** MATERIAL PROVIDED **
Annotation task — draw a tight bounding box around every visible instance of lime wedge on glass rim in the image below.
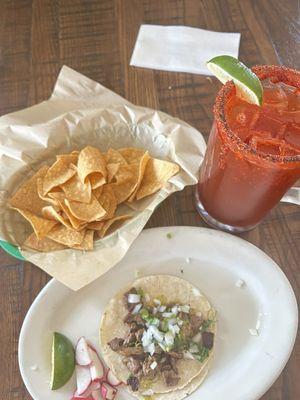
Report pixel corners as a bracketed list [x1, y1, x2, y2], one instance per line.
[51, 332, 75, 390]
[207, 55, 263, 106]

* * *

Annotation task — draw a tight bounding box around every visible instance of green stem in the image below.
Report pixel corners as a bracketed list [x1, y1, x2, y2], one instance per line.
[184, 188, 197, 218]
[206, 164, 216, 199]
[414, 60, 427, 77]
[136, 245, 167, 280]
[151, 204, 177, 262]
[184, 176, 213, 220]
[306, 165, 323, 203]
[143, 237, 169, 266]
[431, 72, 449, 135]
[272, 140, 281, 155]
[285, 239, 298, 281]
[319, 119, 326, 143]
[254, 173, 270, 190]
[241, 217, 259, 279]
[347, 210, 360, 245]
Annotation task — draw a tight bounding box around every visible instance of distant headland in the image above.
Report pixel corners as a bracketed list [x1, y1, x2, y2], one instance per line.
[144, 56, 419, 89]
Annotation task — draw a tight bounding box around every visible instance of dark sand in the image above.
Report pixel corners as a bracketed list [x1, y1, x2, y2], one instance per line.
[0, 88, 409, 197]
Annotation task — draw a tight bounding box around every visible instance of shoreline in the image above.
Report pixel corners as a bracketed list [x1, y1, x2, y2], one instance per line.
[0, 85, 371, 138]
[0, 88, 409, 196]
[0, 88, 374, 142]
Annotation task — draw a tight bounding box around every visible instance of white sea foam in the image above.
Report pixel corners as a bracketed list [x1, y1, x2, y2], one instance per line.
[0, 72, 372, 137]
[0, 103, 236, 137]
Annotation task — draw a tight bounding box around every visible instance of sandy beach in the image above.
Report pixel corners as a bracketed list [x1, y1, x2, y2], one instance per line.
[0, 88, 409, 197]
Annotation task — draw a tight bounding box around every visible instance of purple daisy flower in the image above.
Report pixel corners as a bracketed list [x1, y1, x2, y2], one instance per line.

** THE TASK **
Your answer should be only the number of lines, in the entries above, that include "below".

** TASK SOLUTION **
2